-- Prompt --
Convert every line of the listing below into a JSON list of strings, one string per line, leaving out any blank lines.

[Labeled point records]
BEGIN
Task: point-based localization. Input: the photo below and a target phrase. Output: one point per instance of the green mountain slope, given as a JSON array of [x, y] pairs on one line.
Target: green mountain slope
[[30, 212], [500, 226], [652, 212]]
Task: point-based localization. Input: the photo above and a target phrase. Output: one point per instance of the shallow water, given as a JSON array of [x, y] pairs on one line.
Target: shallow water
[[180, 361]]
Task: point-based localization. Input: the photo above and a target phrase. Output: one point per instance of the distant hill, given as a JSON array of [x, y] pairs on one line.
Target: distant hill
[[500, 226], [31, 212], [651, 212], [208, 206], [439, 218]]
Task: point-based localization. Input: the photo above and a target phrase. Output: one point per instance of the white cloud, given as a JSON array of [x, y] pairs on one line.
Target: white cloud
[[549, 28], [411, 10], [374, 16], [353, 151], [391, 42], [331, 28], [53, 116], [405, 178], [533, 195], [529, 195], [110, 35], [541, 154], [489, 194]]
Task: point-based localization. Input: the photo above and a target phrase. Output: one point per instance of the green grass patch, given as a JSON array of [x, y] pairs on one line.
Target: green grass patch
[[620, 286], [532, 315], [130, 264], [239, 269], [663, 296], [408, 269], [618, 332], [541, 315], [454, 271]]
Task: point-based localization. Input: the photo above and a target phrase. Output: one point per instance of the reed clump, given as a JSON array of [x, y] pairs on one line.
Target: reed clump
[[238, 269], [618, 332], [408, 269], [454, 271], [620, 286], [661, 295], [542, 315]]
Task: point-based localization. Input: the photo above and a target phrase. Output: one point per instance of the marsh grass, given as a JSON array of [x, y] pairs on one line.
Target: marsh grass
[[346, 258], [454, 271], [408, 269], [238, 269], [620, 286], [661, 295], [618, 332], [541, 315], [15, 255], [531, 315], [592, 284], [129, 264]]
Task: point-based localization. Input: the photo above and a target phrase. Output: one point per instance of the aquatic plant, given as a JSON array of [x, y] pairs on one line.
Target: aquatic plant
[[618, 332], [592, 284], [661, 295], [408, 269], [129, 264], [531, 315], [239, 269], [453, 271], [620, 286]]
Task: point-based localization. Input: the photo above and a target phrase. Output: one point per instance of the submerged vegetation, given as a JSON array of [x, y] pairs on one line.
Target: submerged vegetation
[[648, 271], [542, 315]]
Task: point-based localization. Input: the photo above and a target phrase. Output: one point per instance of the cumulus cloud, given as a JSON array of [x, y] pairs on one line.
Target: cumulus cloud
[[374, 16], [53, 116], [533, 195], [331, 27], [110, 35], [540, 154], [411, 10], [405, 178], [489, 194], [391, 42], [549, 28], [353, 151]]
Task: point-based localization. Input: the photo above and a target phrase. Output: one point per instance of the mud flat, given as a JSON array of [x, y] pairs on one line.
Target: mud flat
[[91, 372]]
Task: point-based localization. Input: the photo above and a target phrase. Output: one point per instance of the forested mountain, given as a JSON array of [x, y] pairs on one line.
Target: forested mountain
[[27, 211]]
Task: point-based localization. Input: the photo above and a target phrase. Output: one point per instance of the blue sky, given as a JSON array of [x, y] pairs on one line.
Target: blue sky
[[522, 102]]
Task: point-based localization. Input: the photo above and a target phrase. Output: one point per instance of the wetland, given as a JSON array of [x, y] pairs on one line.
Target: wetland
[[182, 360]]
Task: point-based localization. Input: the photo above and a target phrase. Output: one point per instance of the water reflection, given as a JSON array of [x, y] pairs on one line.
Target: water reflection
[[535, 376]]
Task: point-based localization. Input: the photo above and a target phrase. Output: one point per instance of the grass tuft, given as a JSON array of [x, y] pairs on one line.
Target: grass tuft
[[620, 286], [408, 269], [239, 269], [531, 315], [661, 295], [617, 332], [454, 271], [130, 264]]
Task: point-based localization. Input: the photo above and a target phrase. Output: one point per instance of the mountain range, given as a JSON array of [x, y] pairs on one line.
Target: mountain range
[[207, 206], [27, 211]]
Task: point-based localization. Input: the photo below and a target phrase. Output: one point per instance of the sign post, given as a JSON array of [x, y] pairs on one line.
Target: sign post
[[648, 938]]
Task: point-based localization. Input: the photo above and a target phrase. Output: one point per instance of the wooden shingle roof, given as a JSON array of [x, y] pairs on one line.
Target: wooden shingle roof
END
-- Exercise answer --
[
  "Task: point-based localization. Input: the photo below and a target phrase. Output: one point per instance of the green mountain slope, given as a JSON array of [x, y] pairs on one line.",
  "Target: green mountain slope",
  "[[30, 212], [500, 226], [652, 212]]",
  "Task: point-based localization. Input: the photo above and a target phrase. Output: one point per instance of the shallow water, given as a JSON array of [x, y] pairs on one line.",
  "Target: shallow water",
  "[[180, 361]]",
  "Task: point-based localization. Input: the photo above and a target phrase. Output: one point per instance of the distant hill, given as a JSON array of [x, y] pairs on one line.",
  "Target: distant hill",
  "[[500, 226], [31, 212], [651, 212], [208, 206], [439, 218]]",
  "Task: point-based localization. Input: the photo above and a target phrase. Output: one point per instance of the white cloud, given as a JSON array of [x, y] pairs on one line.",
  "Target: white cloud",
  "[[549, 28], [411, 10], [374, 16], [353, 151], [391, 42], [331, 28], [53, 116], [405, 178], [533, 195], [529, 195], [110, 35], [541, 154], [489, 194]]",
  "Task: point-based localization. Input: the photo above and a target phrase. Output: one point per instance of the green grass patch, given as a JSON array of [x, y] pairs on one line.",
  "Target: green grass patch",
  "[[620, 286], [532, 315], [130, 264], [239, 269], [663, 296], [408, 269], [618, 332], [541, 315], [454, 271]]",
  "Task: point-based localization. Input: the photo above and a target phrase. Output: one point per instance of the reed clump, given as a JSON array of [x, y] pairs on one line.",
  "Target: reed clump",
  "[[238, 269], [618, 332], [408, 269], [454, 271], [620, 286], [661, 295], [542, 315]]",
  "Task: point-based localization. Input: the photo above and a target phrase. Output: one point per instance of the marsh grass, given as a JSON array of [x, y] pairs on one line.",
  "Target: marsh grass",
  "[[346, 258], [454, 271], [408, 269], [238, 269], [620, 286], [661, 295], [618, 332], [541, 315], [15, 255], [531, 315], [592, 284], [129, 264]]",
  "Task: point-based localization. Input: the photo above and a target phrase. Output: one point per instance of the aquatic plant, given as a JSON array of [x, y] pairs on one line.",
  "Target: aquatic plant",
  "[[618, 332], [592, 284], [661, 295], [408, 269], [129, 264], [531, 315], [239, 269], [453, 271], [620, 286]]",
  "Task: point-based localization. Input: the photo above and a target phrase. Output: one point per instance of the submerged vegetation, given as a JSON array of [x, y] pairs on one line.",
  "Target: submerged vegetation",
  "[[648, 271], [542, 315]]",
  "Task: point-based localization. Input: the photo above and a target phrase. Output: one point per instance of the cumulus cloud, given as a JSON array of [x, y] pairs on one line.",
  "Target: cumulus cloud",
  "[[374, 16], [53, 116], [533, 195], [331, 27], [110, 35], [540, 154], [411, 10], [405, 178], [489, 194], [391, 42], [549, 28], [353, 151]]",
  "Task: point-based localization. Input: the photo above and a target phrase. Output: one point per instance of the mud flat, given as a JSON array of [x, y] pairs on one line.",
  "Target: mud flat",
  "[[91, 372]]",
  "Task: point-based localization. Input: the photo above and a target phrase. Output: one point per instance of the forested mountain, given as a JSON array of [x, y] pairs on one line.",
  "Target: forested mountain",
  "[[27, 211]]",
  "Task: point-based localization. Input: the photo above and a target phrase. Output: one point per instance of the blue sky, given as a JSON array of [x, y] pairs on one line.",
  "Target: blue sky",
  "[[522, 102]]",
  "Task: point-based localization. Input: the photo above and a target phrase. Output: one point per instance of the wetland, given as a JSON array of [x, y] pairs on one line.",
  "Target: wetland",
  "[[182, 360]]",
  "Task: point-based localization. Input: the photo above and a target phrase. Output: one point per instance of the water reflection, given as a JSON array of [x, y] pairs on one line.",
  "Target: water reflection",
  "[[535, 376]]",
  "Task: point-based localization. Input: the photo above and a target phrase. Output: one point per instance of the grass tuft, given as a JSON array of [x, y] pairs on one line.",
  "Target: grass tuft",
  "[[620, 286], [408, 269], [239, 269], [531, 315], [661, 295], [617, 332], [454, 271], [130, 264]]",
  "Task: point-based localization. Input: the photo above and a target phrase. Output: one point per instance of the mountain range, given as a JSON array of [x, y] pairs on one line.",
  "Target: mountain range",
  "[[207, 206], [27, 211]]",
  "Task: point-based localization. Input: the photo below and a target phrase. Output: one point per instance of the sign post, given as a JSON array of [x, y] pairs on one line.",
  "Target: sign post",
  "[[648, 938]]",
  "Task: point-based localization. Input: the photo above and a target phrase. Output: one point per instance of the wooden shingle roof, given as a JSON array of [x, y] pairs on one line.",
  "Target: wooden shingle roof"
]